Exercise material =>
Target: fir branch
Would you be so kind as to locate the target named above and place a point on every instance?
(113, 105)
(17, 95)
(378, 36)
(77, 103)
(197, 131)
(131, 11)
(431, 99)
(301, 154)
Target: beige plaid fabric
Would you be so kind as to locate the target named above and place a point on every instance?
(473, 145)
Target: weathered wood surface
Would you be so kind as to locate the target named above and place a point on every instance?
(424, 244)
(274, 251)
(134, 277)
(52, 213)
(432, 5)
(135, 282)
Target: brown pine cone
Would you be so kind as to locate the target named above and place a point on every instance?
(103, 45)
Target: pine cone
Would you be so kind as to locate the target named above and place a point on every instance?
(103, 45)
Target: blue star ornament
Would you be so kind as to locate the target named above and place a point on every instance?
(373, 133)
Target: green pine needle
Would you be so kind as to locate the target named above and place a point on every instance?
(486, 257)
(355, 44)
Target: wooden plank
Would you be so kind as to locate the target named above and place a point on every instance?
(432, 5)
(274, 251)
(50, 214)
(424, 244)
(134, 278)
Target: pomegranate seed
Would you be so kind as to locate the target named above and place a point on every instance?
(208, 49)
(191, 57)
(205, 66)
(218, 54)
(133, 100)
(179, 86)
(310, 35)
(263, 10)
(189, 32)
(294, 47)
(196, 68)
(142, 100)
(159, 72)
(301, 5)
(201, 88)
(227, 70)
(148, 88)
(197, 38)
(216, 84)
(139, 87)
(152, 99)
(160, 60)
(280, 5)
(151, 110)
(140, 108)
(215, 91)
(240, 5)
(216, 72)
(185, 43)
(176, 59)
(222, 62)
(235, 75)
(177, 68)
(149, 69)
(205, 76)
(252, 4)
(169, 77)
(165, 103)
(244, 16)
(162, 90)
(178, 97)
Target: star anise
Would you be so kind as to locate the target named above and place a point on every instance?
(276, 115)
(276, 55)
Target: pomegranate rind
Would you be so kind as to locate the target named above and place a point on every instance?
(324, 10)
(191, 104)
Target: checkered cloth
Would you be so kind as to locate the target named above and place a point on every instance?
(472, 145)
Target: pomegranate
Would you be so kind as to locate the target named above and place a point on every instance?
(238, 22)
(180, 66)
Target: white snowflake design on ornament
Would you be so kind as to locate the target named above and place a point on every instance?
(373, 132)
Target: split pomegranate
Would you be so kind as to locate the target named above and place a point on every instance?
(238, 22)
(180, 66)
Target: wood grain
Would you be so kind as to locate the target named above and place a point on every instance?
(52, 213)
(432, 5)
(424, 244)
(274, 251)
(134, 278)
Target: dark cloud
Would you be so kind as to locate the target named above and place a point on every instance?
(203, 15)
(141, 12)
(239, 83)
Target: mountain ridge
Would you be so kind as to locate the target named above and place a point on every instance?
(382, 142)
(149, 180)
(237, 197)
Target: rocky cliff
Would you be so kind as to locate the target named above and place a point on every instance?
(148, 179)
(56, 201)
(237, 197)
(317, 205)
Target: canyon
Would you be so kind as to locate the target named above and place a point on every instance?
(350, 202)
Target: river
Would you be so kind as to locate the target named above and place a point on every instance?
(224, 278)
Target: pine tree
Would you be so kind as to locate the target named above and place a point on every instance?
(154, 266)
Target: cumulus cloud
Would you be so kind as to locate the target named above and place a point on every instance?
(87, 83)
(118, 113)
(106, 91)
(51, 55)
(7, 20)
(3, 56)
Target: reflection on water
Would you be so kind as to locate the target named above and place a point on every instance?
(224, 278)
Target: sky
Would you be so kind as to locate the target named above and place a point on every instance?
...
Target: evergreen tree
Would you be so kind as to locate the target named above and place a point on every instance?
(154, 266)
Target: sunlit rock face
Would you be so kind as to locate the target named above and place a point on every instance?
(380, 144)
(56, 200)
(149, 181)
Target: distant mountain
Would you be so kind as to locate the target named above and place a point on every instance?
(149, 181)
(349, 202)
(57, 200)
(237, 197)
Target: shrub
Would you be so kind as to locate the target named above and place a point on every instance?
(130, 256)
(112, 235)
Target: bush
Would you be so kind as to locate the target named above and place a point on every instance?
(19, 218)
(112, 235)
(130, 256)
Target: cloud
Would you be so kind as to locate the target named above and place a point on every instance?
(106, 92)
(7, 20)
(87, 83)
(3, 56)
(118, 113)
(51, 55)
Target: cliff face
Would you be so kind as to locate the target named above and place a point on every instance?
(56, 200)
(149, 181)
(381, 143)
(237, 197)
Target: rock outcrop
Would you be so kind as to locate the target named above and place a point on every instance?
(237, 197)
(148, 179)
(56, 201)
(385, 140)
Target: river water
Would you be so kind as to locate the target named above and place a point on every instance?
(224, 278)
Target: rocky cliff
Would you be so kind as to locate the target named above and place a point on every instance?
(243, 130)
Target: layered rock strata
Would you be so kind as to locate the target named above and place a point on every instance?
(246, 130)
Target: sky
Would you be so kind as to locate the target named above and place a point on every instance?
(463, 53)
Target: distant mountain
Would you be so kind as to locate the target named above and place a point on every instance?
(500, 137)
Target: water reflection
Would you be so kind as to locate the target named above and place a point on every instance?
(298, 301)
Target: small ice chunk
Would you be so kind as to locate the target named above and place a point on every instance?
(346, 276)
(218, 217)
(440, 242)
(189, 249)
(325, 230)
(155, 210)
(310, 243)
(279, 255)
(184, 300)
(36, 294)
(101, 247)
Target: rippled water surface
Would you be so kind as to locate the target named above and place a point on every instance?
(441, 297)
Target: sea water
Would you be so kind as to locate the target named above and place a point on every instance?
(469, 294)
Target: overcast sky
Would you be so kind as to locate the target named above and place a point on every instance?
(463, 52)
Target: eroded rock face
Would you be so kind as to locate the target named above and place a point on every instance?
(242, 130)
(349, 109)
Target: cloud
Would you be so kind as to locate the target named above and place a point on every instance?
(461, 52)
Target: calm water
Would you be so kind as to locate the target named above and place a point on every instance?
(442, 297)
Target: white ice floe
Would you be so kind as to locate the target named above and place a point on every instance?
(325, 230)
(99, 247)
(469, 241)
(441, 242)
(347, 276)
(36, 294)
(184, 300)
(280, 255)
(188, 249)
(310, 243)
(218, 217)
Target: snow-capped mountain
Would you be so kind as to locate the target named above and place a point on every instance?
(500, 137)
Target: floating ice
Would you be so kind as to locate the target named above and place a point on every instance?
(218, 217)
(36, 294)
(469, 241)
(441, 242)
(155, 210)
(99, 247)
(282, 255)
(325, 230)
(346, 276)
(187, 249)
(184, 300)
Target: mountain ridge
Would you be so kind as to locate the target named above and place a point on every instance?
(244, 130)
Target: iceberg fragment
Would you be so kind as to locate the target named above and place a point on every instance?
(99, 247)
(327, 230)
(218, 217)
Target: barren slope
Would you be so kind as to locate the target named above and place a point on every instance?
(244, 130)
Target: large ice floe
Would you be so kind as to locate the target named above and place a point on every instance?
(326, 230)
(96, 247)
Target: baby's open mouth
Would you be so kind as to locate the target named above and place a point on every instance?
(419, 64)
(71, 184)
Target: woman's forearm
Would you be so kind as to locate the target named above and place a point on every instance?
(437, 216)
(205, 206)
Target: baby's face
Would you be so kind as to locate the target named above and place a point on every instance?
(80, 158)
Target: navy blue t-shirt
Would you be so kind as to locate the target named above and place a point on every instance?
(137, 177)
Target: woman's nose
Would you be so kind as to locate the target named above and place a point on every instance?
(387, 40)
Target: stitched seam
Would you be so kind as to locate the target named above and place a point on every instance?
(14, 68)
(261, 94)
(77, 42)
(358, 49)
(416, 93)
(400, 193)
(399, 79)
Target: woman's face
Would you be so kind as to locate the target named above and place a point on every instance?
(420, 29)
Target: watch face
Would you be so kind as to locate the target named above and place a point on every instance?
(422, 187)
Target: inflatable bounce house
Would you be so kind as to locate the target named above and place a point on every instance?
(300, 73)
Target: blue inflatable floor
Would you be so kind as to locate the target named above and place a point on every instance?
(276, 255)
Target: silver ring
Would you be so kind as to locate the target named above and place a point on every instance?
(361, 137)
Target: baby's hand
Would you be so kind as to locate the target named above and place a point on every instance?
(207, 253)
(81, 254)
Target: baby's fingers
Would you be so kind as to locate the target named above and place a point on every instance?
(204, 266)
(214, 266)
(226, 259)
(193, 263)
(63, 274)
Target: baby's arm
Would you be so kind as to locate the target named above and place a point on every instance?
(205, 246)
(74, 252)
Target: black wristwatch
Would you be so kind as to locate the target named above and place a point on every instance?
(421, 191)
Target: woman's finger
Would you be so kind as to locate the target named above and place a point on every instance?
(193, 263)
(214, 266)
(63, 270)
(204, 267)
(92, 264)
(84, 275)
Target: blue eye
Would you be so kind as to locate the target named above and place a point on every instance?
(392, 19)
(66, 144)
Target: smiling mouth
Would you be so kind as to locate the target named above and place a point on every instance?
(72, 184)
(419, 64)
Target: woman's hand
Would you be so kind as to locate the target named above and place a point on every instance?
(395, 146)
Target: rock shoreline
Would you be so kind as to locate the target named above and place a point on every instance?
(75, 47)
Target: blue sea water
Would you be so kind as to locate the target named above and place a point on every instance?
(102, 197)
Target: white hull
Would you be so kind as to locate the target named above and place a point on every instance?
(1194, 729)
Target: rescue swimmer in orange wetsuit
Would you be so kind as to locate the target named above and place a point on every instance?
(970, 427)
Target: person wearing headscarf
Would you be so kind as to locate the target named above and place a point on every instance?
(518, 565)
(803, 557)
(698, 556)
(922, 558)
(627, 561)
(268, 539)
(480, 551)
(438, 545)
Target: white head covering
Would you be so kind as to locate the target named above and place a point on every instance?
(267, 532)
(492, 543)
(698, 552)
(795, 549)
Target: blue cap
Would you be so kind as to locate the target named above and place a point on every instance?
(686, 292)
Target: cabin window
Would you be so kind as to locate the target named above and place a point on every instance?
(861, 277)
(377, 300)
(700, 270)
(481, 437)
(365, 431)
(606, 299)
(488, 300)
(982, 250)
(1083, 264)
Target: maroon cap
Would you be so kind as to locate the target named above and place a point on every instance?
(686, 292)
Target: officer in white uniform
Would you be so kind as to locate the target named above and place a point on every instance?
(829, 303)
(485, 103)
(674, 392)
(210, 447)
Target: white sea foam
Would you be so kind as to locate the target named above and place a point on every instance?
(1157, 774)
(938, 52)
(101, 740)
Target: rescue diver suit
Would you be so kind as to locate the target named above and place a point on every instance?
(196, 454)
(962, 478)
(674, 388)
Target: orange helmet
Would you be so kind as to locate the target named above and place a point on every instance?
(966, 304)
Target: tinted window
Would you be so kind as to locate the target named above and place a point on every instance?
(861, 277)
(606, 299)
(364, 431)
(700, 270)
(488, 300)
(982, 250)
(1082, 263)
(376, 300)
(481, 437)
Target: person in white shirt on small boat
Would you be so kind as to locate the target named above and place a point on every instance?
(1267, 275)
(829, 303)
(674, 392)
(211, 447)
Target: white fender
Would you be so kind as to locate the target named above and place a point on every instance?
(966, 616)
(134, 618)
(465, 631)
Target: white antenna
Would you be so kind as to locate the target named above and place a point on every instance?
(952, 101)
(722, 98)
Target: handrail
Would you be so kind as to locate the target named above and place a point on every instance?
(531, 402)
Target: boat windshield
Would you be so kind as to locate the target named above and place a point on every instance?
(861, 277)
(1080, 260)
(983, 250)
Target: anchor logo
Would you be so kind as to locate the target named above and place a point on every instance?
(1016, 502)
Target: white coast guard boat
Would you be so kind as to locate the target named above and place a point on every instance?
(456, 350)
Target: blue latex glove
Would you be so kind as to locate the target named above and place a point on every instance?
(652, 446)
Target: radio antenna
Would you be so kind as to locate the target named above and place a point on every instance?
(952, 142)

Your task =>
Could you return exactly the stretch of the data above that starts at the line with "Target: fir branch" and ends at the line with "Target: weathered wood surface", both lines included?

Solution to the exercise =>
Target: fir branch
Would you be so kind as to locate the target named above and place a point on every instance?
(113, 105)
(17, 95)
(378, 36)
(77, 103)
(197, 131)
(131, 11)
(431, 99)
(301, 154)
Target: beige plaid fabric
Would you be so kind as to locate the target named above and place a point on every instance?
(473, 145)
Target: weathered wood surface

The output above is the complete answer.